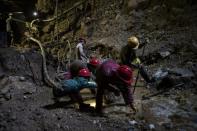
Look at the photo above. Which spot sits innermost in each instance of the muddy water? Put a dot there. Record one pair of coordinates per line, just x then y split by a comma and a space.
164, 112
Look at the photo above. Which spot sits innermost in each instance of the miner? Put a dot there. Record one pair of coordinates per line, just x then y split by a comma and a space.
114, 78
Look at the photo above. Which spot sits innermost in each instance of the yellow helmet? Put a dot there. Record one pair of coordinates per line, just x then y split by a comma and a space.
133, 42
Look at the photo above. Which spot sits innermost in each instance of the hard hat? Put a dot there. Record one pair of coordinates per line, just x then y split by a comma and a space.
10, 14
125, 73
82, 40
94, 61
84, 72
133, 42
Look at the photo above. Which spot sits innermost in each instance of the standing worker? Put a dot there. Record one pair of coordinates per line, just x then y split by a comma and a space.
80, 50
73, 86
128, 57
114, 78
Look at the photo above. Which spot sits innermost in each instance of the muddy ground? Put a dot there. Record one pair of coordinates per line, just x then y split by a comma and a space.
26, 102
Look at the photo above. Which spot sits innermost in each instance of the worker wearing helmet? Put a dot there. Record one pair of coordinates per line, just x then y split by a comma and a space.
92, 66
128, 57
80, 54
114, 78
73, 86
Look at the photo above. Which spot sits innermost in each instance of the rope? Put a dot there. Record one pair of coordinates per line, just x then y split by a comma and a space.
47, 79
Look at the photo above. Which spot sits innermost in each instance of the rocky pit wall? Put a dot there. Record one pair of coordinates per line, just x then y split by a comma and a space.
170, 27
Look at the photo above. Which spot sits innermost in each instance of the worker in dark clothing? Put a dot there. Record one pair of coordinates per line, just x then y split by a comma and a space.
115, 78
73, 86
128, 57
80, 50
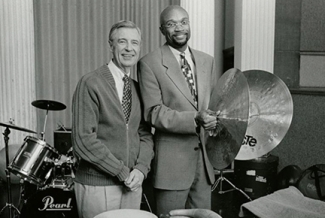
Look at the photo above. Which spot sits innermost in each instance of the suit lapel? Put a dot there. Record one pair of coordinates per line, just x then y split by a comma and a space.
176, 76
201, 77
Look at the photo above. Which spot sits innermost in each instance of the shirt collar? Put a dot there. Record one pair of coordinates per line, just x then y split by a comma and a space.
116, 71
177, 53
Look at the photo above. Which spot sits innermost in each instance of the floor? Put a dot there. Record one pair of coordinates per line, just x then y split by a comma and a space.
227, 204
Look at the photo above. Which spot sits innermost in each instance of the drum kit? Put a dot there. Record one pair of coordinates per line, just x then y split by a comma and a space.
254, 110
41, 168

* * *

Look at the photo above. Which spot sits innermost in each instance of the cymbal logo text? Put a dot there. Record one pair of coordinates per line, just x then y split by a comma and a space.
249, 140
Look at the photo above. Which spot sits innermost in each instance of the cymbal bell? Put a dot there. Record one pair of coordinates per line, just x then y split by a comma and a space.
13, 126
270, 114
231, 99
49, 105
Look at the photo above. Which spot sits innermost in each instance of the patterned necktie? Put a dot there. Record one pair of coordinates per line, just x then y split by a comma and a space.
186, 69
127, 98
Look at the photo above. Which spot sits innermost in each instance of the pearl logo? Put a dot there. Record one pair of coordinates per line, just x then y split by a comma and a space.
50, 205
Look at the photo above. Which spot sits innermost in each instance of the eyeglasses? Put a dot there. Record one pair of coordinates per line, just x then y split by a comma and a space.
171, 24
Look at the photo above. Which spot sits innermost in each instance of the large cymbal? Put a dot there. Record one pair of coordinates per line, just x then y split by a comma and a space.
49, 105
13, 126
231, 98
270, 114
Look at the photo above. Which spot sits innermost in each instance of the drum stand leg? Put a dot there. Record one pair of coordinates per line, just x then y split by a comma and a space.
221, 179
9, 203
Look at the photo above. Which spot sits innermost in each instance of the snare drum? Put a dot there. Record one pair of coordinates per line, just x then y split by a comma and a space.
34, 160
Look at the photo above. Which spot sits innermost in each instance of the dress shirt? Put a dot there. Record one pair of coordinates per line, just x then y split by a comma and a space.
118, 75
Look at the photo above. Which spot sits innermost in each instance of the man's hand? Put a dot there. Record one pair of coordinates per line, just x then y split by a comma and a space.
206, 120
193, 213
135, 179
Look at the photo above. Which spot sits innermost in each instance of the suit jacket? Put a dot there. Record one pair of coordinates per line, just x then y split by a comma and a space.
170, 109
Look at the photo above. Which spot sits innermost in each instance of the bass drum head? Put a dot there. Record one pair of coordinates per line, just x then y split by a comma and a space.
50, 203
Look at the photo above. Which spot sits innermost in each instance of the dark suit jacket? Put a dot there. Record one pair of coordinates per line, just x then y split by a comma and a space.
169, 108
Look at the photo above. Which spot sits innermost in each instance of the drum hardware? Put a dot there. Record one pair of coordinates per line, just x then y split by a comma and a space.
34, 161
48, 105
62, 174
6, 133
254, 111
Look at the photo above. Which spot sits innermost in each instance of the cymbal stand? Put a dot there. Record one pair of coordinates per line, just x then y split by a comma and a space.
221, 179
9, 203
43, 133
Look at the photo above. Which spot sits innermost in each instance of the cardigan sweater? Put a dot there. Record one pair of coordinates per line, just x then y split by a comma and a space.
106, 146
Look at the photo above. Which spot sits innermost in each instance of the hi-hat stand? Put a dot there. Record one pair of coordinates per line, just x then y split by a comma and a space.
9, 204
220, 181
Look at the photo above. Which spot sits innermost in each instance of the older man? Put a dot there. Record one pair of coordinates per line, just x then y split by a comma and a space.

Brief ▸
Write out exactly the lines above from the line with "of the hi-hat" through the line with "of the older", both of them included, and leave out all other lines.

Solution for this task ▸
Look at the photo above. Which spot sits innermost in each instance of the hi-hat stand? Put a dot there. Record one pair of coordinates per line, just x then y split by a comma and a space.
9, 204
220, 181
Look at the photo above. Which spot sits innermost in each instance of the older man? Put a dot there. Record one pair of coordinates per line, just x then y split by a comma and a space.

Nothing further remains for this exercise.